━━ PASSAGE GIVEN ━━

So it seems to be fragmentation.
For. ex. for one file that reading is slow (800M) filefrag reports
63282 extents and for ex. 8G file that only have 9 extents read speed
is normal.
I'll put freqently modified files in directory with NOCOW attribute.
Thanks.
On Thu, Jun 5, 2014 at 5:05 AM, Duncan <1i5t5.duncan@cox.net> wrote:
> Igor M posted on Thu, 05 Jun 2014 00:15:31 +0200 as excerpted:
>
>> Why btrfs becames EXTREMELY slow after some time (months) of usage ?
>> This is now happened second time, first time I though it was hard drive
>> fault, but now drive seems ok.
>> Filesystem is mounted with compress-force=lzo and is used for MySQL
>> databases, files are mostly big 2G-8G.

━━━
━━ RECORD SET ━━

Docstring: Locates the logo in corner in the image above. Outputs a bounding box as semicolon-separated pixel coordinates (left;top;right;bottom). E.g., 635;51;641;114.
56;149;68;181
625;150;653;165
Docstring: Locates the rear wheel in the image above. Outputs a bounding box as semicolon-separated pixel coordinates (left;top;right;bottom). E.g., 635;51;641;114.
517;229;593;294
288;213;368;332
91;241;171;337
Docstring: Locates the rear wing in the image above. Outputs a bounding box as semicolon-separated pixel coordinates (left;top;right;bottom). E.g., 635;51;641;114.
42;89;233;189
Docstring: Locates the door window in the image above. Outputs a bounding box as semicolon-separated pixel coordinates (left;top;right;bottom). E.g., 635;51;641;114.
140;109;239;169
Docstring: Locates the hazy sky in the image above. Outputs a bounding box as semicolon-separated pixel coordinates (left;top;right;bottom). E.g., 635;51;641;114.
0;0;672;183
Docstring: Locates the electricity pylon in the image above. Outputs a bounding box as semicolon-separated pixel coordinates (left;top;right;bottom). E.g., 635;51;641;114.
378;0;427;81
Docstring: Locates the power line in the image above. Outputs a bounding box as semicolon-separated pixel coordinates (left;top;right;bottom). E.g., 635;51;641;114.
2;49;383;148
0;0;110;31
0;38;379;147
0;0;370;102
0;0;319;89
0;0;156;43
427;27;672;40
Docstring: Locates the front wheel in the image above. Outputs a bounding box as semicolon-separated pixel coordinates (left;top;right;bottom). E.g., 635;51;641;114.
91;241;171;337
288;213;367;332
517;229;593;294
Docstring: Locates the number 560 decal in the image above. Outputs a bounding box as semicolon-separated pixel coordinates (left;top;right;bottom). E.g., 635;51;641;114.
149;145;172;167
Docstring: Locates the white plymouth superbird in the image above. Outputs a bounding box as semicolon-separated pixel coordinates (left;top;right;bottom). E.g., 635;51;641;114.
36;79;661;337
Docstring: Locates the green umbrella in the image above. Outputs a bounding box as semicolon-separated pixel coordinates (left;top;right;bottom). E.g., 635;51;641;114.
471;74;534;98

━━━
━━ RECORD SET ━━

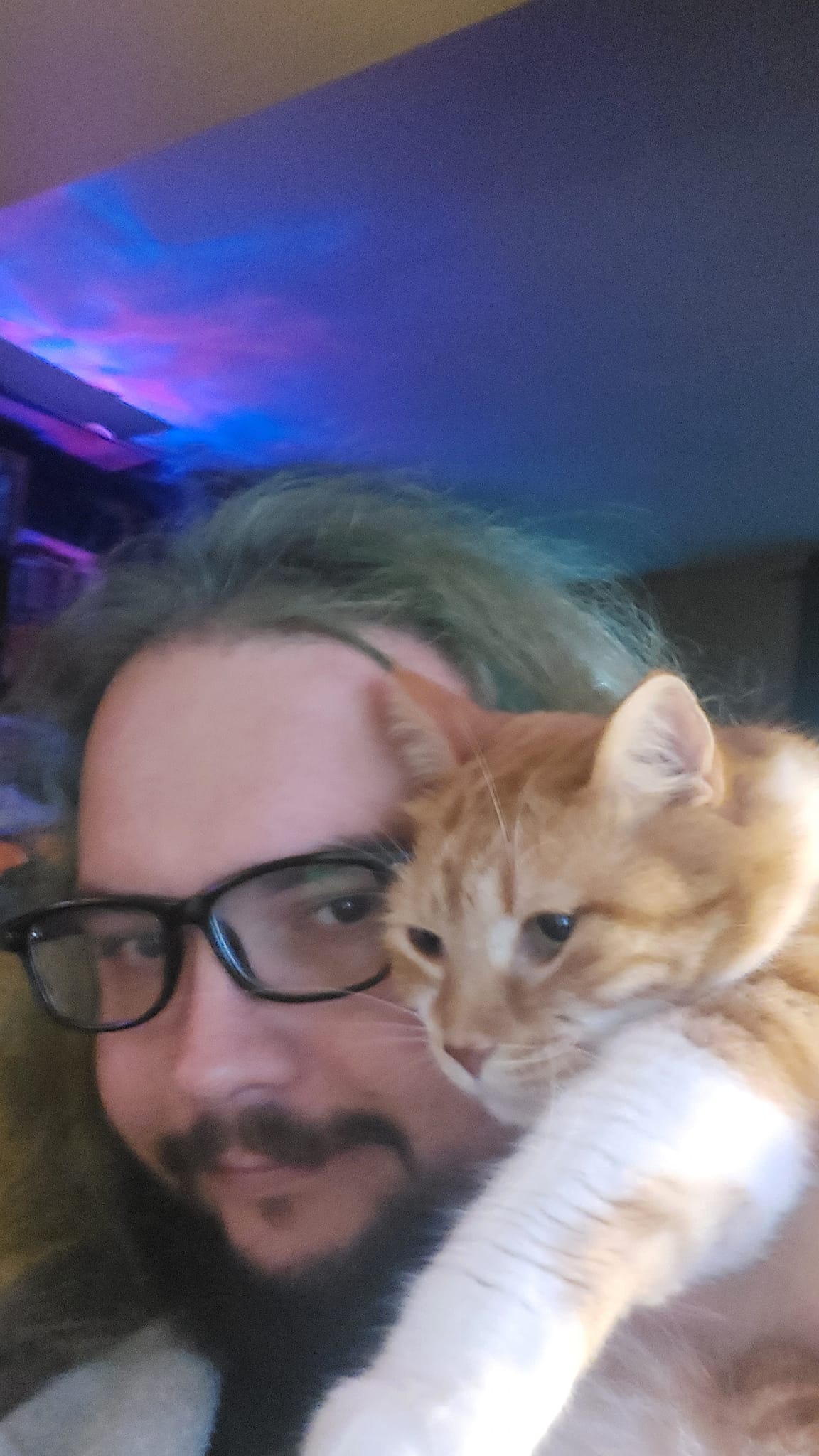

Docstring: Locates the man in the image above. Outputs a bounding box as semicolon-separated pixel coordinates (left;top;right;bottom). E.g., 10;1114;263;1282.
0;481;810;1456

━━━

EXERCISE BRIEF: Set down the passage about btrfs slowdowns word for word, from "For. ex. for" up to and including "mostly big 2G-8G.".

ANSWER IN FULL:
For. ex. for one file that reading is slow (800M) filefrag reports
63282 extents and for ex. 8G file that only have 9 extents read speed
is normal.
I'll put freqently modified files in directory with NOCOW attribute.
Thanks.
On Thu, Jun 5, 2014 at 5:05 AM, Duncan <1i5t5.duncan@cox.net> wrote:
> Igor M posted on Thu, 05 Jun 2014 00:15:31 +0200 as excerpted:
>
>> Why btrfs becames EXTREMELY slow after some time (months) of usage ?
>> This is now happened second time, first time I though it was hard drive
>> fault, but now drive seems ok.
>> Filesystem is mounted with compress-force=lzo and is used for MySQL
>> databases, files are mostly big 2G-8G.